> [TO DO]:
All of the entries must be duplicated exactly.

BEGIN MATERIAL SHOWN

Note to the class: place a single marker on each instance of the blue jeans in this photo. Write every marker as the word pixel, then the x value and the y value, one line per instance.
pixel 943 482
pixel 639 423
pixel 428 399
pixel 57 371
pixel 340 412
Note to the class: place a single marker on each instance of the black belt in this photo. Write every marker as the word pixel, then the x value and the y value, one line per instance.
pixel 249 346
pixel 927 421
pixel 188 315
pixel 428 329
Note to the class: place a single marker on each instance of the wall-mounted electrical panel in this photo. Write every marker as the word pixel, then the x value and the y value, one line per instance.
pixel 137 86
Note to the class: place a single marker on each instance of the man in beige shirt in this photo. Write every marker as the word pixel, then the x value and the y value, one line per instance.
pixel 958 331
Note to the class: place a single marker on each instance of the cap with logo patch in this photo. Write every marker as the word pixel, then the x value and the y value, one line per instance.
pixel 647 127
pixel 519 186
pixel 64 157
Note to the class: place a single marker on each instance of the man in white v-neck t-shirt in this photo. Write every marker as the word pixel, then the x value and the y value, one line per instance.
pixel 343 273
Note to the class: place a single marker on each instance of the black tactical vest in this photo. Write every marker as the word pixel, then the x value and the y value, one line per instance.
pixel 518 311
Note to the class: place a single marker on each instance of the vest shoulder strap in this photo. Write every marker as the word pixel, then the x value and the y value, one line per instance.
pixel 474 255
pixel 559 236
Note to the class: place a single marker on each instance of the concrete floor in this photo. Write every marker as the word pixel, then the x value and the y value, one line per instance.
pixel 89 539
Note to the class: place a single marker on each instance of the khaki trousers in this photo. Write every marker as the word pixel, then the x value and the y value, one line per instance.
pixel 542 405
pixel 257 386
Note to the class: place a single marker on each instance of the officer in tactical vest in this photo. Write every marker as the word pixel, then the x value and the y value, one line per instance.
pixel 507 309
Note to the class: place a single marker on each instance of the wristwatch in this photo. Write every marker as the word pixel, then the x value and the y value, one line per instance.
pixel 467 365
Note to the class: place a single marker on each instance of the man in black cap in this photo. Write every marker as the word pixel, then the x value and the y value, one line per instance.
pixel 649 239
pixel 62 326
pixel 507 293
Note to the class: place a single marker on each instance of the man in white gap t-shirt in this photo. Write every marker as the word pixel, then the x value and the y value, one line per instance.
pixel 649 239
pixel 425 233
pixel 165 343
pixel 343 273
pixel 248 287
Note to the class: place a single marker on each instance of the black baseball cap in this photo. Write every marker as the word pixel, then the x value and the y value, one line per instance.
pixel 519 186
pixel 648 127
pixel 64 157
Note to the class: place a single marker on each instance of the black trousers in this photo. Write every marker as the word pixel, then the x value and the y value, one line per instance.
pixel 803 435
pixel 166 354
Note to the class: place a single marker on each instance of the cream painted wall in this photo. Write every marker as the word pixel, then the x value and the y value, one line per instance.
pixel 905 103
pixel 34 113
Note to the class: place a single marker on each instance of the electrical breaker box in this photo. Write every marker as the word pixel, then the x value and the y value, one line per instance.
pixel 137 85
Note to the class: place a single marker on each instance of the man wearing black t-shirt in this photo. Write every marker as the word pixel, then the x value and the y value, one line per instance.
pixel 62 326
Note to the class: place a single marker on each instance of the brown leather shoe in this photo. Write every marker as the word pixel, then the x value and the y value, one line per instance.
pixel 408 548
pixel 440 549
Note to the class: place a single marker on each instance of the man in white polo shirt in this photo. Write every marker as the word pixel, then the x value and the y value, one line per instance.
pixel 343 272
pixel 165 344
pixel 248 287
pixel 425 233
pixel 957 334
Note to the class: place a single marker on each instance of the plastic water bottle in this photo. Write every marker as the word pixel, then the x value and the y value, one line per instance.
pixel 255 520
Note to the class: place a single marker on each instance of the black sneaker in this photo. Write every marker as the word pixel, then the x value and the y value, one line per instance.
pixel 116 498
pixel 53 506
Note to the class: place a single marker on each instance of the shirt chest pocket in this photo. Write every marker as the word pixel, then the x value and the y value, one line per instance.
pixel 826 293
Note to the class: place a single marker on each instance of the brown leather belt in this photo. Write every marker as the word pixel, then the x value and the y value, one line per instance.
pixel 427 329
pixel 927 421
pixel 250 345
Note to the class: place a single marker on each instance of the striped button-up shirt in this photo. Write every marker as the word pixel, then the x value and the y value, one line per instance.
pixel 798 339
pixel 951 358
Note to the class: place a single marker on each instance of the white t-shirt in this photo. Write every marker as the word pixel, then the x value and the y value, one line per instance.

END MATERIAL SHOWN

> [TASK RESPONSE]:
Note to the class: place a single marker on each instance of the blue jeans in this photo. Write every marker as the word pixel, then the x value and the y value, one line per instance.
pixel 943 482
pixel 639 423
pixel 428 399
pixel 57 371
pixel 340 412
Note to the class: place a single marker on each instance of the black belt in this photo. Write every marker as the word pixel, then the x value and the y value, one line per instance.
pixel 249 346
pixel 927 421
pixel 188 315
pixel 428 329
Note to the class: place a single marker on each instance of the wall-mounted electrical panel in this photo. Write every marker as the word pixel, then the x value and the y value, one line per instance.
pixel 137 86
Note to the class: place a single marker on each instance of the man in beige shirt in this photo. Write every marker as the word pixel, then the x value and the y value, one line per instance.
pixel 958 331
Note to the class: place a single marker on each instance of the cap with logo patch in this photo. Write every marker as the word pixel, then the x value and the y value, one line per instance.
pixel 647 127
pixel 519 186
pixel 64 157
Note to the class: place a single marker on each instance of the man in white v-neck t-shirt in this photo. Write every marker as the word pixel, then the x value and the y value, one line per instance.
pixel 343 273
Note to the class: place a single marker on each instance of the black tactical vest in this photo. Write every marker as the word pixel, then the x value and the y value, one line per instance.
pixel 518 311
Note to the class: place a single marker on each instance of the vest shoulder strap in this photo. Write every marker as the word pixel, then the x value and the y value, one line per instance.
pixel 474 255
pixel 559 236
Note to the class: place a single marker on each instance of the concrete floor in this photo. Write every marker as the word pixel, then the x value and the y value, one line per instance.
pixel 89 539
Note to the class: place a single marker on each instance of the khaki trousers in this photo. Write every marker as the word pixel, then the x value and the y value, one line per instance.
pixel 542 405
pixel 257 386
Note to the class: place a single marker on each instance of the officer in tactical vest in this photo. Write every marker as the word pixel, then the x value and the y value, one line per instance.
pixel 507 309
Note to the class: place a single marker on each instance of the wristwatch in this photo. Write every marker as the word pixel, then the x value and the y value, one line per instance.
pixel 467 365
Note to the class: place a single marker on each instance of the man in black cap in this photo. Write every marker as the word pixel, then the x value and the y value, one line per instance.
pixel 649 239
pixel 62 326
pixel 507 293
Note to the class: place a single marker on each instance of the man in white gap t-shirt in this photo. Write every marker as the word pixel, then the x value and the y value, one line per instance.
pixel 649 239
pixel 425 233
pixel 165 343
pixel 343 273
pixel 248 287
Note to the class: place a single marker on each instance of the black baseball cap in this photo. Write every marker as the word pixel, then the x value and the y value, one line per instance.
pixel 519 186
pixel 648 127
pixel 64 157
Note to the class: place a single marker on each instance of the black trousers in this photo. Write every marker as the word pixel, then the x value and the y value, one line per instance.
pixel 803 435
pixel 166 354
Note to the class: place a single marker on each instance of the cream painted wall in this photo. Write every marker as the word pixel, then the x value and the y value, one line per instance.
pixel 905 103
pixel 34 113
Note to the class: place a single marker on each instance of the electrical breaker box in this photo. Write every marker as the word pixel, then the x value and the y value, one line per instance.
pixel 137 85
Note to the class: place a single marker on each instance of the man wearing black t-shirt in this photo. Write every marker as the word pixel, then the x value and the y value, one line per instance.
pixel 62 326
Note to the class: place a single marker on each instance of the brown leather shoe in this photo. Write every marker as the word pixel, then the x value and the y value, one line per instance.
pixel 408 548
pixel 440 549
Note to the class: place a single marker on each instance of the man in white polo shirt in this photo. Write every marker as the word pixel, then the x value and the y value, one line per instance.
pixel 343 272
pixel 165 344
pixel 248 287
pixel 425 233
pixel 957 334
Note to the class: place a single marker on each instance of the plastic water bottle in this photo. Write every marker as the word pixel, then the x value and the y value, one line per instance.
pixel 255 520
Note to the class: place a single marker on each instance of the black sneaker in this photo. Write every marker as the word pixel, then the x value and the y value, one line per instance.
pixel 116 498
pixel 53 506
Note to the class: place a single marker on each instance of the shirt chest pocket in this photo. Write every marker as the word pixel, then the x value and the y value, one line per instance.
pixel 826 293
Note to the class: place a single marker on each instance of the brown leather belt in this photo. Write every marker as the word pixel, then the x value and the y value, one line per instance.
pixel 427 329
pixel 927 421
pixel 250 345
Note to the class: place a single marker on each instance of the striped button-up shirt in this photo. Write every marker as the word pixel, then the x value and the y value, one line per instance.
pixel 798 339
pixel 951 358
Note to the class: place a single marker on each instance of the white t-shirt in this photo. Write every marker as the word pixel, then the x value and the y value, one line per instance.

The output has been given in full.